*PROBLEM REQUIREMENTS*:
Please list each line of the items below that contains the string "cathedral", matching its case exactly.

*SUPPLIED RECORDS*:
-----

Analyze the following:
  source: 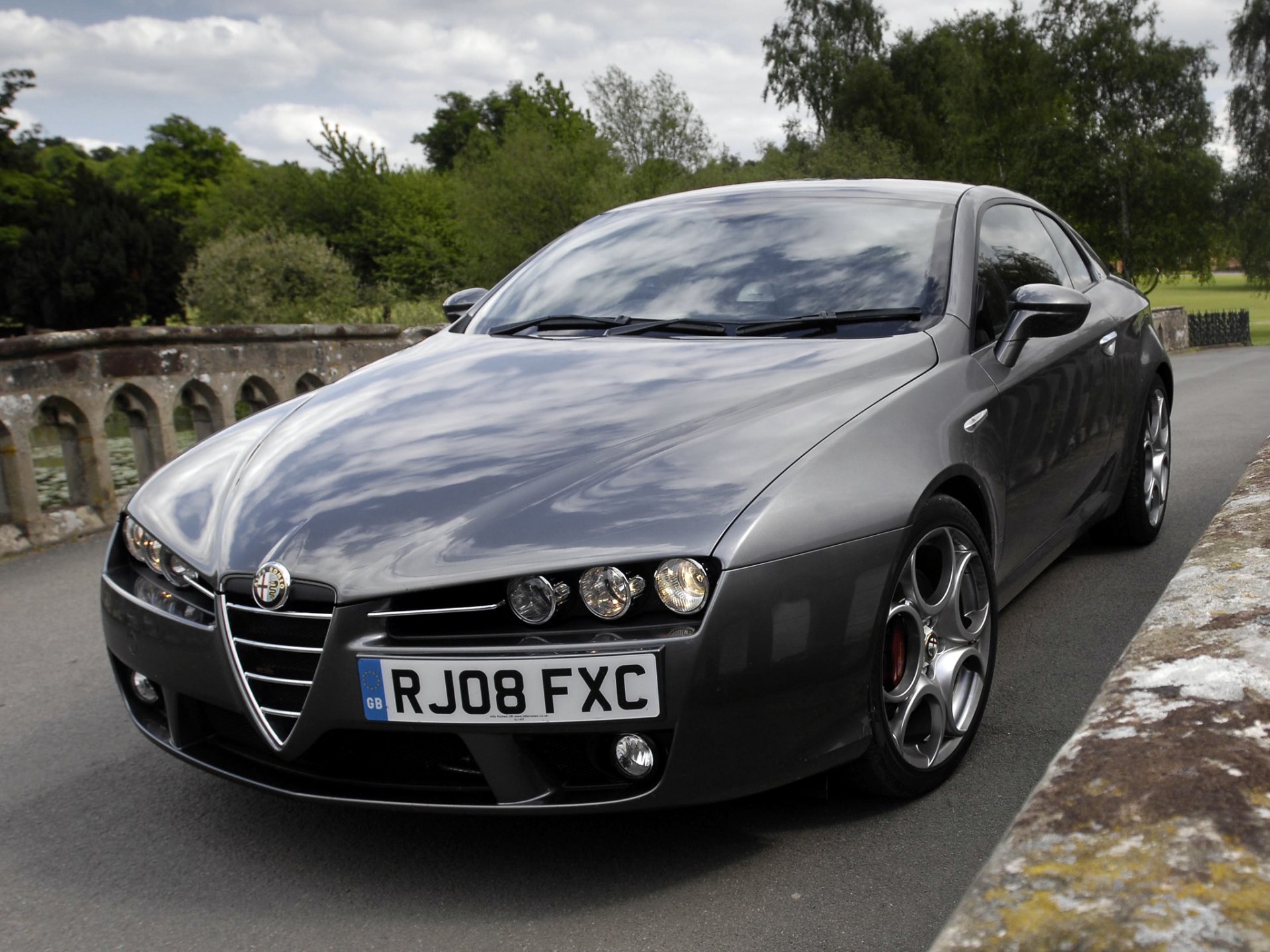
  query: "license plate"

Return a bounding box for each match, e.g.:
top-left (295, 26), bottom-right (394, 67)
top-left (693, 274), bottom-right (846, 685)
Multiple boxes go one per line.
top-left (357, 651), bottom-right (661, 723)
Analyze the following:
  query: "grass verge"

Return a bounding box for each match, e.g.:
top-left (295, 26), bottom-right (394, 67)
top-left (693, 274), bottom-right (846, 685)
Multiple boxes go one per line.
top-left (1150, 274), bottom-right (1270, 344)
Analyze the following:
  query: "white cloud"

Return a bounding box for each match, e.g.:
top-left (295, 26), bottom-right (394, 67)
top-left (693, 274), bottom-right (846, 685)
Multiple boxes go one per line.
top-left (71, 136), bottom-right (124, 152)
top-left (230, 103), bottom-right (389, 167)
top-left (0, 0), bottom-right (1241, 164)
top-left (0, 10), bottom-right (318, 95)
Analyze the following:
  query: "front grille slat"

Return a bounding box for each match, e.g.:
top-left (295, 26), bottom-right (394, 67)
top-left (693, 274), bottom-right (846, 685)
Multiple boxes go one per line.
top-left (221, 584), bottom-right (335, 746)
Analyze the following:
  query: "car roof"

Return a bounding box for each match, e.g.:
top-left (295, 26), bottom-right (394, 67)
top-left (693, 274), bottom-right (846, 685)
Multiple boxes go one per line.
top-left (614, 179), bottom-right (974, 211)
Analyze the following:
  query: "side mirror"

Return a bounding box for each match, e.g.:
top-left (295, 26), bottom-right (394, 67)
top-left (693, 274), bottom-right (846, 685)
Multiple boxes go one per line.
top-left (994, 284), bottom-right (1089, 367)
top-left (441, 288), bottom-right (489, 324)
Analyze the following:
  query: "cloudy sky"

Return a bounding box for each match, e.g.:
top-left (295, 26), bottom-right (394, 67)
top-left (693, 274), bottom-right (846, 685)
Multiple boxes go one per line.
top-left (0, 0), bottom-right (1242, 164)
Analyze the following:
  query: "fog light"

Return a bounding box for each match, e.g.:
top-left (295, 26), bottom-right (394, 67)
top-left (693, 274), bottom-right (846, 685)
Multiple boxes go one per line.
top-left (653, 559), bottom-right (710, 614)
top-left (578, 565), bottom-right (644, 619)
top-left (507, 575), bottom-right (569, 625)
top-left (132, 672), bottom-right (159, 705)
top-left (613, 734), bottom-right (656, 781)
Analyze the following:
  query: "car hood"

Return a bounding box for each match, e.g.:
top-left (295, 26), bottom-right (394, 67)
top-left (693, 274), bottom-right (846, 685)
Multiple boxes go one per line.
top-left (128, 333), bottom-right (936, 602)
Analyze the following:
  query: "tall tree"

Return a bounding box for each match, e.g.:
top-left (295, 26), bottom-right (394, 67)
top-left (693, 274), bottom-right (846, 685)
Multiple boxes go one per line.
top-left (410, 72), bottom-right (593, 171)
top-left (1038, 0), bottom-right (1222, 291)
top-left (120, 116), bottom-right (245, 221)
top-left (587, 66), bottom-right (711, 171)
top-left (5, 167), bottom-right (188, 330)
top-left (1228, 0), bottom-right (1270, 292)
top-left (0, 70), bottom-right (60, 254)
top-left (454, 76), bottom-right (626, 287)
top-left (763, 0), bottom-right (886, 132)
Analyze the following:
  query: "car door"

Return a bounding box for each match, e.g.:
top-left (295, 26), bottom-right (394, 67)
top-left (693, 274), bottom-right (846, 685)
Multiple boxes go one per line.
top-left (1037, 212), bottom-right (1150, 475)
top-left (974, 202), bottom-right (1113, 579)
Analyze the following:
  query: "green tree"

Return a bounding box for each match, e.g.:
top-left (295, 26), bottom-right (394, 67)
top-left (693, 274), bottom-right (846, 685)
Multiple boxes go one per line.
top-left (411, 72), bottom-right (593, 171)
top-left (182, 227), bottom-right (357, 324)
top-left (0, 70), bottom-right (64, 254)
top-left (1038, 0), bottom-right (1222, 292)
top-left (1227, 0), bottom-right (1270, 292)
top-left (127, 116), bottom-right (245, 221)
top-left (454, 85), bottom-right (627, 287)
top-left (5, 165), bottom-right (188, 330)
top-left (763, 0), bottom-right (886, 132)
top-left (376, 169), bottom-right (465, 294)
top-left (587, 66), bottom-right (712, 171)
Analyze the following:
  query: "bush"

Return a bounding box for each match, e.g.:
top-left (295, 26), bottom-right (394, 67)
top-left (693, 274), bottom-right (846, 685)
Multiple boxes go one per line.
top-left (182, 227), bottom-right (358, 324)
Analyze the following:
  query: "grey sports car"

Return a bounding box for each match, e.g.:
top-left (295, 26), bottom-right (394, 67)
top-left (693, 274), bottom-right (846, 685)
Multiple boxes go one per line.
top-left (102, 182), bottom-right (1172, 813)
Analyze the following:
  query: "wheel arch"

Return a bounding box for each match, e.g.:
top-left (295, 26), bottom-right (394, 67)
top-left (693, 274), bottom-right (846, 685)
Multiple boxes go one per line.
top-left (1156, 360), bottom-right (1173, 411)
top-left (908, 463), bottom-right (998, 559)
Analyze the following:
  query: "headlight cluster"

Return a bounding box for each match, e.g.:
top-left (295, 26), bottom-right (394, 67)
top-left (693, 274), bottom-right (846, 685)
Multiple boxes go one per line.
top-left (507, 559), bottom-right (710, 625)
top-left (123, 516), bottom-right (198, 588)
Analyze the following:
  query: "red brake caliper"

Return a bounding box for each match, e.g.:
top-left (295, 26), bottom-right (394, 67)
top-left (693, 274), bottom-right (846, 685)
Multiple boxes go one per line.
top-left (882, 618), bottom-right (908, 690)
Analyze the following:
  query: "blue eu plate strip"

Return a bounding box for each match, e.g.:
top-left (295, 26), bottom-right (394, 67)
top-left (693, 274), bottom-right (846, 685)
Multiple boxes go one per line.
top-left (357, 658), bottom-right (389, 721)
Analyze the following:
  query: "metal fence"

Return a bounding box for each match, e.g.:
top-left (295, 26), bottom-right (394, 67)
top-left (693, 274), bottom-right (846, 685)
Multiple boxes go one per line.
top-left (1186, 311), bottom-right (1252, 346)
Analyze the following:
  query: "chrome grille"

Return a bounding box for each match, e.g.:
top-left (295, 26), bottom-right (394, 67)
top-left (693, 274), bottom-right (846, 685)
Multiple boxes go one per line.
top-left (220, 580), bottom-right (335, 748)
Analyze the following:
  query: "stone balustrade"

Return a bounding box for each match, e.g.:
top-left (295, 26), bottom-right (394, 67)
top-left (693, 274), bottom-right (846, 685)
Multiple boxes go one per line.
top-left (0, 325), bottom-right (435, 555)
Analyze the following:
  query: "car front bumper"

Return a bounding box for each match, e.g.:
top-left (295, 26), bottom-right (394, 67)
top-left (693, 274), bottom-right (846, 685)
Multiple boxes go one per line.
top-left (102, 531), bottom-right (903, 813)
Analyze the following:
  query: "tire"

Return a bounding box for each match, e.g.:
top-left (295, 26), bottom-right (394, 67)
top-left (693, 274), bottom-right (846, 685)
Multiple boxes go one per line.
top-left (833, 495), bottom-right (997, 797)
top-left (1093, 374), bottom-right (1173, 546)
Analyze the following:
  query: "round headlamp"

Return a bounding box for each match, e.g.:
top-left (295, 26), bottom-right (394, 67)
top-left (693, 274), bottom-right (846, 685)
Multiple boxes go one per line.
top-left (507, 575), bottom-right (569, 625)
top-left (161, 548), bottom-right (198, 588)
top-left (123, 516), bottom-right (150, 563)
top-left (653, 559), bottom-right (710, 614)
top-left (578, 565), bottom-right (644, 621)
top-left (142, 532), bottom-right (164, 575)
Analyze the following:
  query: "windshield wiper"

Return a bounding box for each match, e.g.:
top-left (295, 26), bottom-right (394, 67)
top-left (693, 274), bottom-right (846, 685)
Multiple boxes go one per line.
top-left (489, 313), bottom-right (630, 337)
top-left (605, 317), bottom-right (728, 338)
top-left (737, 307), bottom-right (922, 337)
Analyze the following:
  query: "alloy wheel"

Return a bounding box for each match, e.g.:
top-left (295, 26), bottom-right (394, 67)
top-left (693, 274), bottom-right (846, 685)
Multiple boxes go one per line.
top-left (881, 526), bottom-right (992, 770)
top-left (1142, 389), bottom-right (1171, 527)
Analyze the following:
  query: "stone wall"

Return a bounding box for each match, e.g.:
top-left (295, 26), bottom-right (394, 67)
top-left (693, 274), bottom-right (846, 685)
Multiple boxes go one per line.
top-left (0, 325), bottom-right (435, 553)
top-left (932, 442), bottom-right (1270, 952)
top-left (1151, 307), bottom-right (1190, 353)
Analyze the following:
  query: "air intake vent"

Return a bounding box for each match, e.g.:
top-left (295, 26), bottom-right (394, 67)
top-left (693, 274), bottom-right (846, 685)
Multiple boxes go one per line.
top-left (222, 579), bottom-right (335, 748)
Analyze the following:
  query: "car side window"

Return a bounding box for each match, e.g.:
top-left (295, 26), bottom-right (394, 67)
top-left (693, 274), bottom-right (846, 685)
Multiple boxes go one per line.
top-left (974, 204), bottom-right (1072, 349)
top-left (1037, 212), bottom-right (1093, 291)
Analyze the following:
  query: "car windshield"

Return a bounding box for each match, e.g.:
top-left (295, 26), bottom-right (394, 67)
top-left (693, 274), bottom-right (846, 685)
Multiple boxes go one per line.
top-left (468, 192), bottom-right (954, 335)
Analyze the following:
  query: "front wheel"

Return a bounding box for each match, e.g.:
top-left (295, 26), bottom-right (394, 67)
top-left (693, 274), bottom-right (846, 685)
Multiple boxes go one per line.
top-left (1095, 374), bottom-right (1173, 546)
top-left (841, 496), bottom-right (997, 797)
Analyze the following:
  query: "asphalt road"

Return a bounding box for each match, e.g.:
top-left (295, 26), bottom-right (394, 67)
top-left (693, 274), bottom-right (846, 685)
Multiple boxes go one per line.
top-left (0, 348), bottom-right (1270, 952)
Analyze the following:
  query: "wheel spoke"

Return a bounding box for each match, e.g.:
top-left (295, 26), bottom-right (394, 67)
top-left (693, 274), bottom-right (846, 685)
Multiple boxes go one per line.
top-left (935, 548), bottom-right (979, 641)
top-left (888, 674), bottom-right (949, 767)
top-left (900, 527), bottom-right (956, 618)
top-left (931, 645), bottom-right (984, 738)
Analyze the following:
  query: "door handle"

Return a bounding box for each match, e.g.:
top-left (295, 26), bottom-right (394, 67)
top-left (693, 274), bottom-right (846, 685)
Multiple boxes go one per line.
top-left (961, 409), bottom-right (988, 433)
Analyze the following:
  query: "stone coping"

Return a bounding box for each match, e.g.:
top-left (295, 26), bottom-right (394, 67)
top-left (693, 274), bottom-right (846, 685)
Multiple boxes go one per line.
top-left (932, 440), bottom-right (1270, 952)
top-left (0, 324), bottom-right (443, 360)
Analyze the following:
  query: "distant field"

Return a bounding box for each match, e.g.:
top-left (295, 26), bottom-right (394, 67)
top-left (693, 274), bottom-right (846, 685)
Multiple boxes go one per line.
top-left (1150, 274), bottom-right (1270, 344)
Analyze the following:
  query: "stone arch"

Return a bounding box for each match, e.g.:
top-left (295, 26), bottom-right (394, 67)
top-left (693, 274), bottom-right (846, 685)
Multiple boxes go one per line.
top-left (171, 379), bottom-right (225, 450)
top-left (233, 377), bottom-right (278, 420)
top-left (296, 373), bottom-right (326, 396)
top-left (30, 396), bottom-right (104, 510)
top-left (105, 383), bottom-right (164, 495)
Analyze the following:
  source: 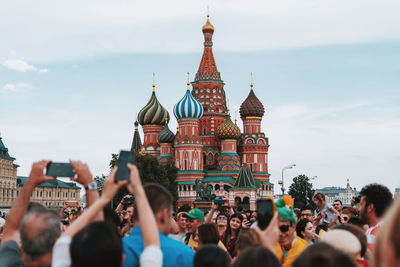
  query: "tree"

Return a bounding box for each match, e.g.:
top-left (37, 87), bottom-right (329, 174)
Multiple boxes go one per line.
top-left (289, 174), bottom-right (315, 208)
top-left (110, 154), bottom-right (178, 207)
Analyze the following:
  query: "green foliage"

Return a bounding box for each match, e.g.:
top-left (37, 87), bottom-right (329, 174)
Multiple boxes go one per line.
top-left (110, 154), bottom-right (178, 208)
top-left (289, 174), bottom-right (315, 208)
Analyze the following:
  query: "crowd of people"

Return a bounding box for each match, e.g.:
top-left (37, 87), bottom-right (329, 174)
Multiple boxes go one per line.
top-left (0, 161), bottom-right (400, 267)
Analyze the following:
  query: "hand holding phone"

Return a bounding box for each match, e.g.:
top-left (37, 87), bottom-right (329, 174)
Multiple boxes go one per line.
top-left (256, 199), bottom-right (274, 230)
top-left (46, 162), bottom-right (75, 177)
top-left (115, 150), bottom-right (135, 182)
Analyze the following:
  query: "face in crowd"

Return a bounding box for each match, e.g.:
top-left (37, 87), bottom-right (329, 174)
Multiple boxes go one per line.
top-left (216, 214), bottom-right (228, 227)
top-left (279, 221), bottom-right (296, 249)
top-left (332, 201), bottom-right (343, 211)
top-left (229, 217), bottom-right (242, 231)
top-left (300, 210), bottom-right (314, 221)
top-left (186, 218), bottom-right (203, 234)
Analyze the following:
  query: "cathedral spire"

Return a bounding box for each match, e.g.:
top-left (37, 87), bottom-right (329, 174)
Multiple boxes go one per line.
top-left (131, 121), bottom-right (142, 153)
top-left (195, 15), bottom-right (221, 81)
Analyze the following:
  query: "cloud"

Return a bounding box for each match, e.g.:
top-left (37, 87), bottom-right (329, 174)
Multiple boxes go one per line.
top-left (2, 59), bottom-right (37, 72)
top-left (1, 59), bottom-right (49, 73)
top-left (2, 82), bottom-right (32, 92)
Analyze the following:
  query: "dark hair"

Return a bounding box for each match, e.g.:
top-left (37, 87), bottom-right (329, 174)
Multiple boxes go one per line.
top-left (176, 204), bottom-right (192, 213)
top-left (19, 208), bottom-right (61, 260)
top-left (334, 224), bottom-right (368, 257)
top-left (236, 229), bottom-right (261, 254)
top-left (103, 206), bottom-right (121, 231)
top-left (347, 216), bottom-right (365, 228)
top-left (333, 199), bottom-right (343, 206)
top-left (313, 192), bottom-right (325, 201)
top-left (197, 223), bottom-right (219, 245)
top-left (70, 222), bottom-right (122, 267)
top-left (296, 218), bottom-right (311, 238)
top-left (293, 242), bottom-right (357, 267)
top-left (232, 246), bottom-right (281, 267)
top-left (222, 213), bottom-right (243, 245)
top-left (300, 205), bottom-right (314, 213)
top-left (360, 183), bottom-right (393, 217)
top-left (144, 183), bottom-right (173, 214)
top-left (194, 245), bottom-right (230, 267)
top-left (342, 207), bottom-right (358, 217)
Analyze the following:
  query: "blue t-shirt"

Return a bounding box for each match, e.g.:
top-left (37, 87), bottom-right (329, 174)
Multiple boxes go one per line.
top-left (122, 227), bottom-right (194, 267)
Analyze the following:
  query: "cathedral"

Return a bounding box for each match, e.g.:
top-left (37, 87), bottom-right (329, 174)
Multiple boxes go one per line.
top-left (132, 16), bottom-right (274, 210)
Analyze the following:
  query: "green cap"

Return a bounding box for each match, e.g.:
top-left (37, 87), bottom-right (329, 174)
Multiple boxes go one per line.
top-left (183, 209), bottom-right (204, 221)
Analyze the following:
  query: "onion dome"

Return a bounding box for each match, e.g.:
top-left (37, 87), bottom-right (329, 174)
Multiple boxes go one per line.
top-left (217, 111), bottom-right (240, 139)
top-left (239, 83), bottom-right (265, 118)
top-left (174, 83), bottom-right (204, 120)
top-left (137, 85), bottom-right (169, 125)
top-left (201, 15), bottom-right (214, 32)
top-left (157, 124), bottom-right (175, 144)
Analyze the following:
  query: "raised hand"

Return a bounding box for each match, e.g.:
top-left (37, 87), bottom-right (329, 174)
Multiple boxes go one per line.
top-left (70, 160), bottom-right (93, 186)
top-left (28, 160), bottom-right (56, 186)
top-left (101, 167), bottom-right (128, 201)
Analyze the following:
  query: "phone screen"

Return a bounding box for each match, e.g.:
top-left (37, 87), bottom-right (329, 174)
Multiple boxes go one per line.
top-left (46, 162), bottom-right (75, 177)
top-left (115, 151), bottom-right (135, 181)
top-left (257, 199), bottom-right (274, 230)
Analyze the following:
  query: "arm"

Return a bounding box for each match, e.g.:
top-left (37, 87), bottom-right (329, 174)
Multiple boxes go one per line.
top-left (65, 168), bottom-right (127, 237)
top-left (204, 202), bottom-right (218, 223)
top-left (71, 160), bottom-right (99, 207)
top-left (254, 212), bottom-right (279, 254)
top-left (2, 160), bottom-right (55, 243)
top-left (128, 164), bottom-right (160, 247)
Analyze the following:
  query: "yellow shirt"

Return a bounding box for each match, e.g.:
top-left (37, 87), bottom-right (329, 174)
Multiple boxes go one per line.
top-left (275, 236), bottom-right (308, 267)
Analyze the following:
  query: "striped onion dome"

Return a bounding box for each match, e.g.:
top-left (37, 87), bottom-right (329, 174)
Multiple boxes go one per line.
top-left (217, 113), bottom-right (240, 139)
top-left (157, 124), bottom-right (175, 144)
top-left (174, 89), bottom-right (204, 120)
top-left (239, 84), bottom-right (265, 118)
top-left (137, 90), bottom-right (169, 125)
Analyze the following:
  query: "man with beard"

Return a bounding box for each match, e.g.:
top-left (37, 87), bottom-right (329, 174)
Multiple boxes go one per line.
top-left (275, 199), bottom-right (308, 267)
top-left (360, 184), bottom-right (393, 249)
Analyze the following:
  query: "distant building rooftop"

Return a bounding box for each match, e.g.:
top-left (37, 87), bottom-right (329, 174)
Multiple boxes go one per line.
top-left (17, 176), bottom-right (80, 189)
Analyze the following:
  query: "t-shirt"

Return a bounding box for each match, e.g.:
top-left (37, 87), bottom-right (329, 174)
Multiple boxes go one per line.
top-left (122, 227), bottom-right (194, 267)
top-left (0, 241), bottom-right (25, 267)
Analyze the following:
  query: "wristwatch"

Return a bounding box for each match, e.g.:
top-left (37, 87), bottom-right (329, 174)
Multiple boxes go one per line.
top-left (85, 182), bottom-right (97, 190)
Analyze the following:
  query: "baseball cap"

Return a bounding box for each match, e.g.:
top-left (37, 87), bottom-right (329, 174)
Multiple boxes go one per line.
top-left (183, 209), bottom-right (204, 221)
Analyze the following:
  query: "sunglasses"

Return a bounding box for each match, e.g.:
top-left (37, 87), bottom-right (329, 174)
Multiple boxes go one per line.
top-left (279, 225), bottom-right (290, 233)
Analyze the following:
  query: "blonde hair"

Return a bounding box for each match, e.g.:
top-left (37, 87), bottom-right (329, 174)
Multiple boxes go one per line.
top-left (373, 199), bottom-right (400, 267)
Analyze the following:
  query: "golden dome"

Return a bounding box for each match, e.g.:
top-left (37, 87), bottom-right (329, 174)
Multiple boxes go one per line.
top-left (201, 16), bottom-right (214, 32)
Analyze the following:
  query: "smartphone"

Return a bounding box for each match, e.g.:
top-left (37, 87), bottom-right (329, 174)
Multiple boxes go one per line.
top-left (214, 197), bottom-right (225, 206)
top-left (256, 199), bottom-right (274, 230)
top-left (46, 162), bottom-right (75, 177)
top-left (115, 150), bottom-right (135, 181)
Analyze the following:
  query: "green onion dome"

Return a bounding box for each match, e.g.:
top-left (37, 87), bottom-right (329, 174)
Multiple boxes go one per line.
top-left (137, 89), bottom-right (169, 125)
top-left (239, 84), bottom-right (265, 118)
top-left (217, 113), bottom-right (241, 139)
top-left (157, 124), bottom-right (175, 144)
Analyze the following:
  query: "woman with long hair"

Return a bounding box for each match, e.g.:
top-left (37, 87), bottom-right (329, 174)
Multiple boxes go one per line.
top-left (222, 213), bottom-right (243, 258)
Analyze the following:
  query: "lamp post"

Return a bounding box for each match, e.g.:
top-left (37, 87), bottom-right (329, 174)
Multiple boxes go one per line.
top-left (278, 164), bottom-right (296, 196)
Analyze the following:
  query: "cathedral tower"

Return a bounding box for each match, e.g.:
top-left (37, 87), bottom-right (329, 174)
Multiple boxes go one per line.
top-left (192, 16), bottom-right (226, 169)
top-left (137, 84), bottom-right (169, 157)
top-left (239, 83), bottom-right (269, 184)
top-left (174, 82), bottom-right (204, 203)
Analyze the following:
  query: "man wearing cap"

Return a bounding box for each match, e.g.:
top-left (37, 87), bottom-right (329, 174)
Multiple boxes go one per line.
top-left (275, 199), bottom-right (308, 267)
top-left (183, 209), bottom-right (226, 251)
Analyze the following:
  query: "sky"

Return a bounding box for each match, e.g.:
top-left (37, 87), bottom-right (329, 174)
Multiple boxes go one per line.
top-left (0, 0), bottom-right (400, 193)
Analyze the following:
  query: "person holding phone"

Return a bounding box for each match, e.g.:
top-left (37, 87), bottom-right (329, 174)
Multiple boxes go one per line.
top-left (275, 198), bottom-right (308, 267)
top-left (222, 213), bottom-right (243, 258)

-----

*ANSWER FOR THIS EXERCISE*:
  query: "cathedral spire"
  query: "cathedral"
  query: "cathedral tower"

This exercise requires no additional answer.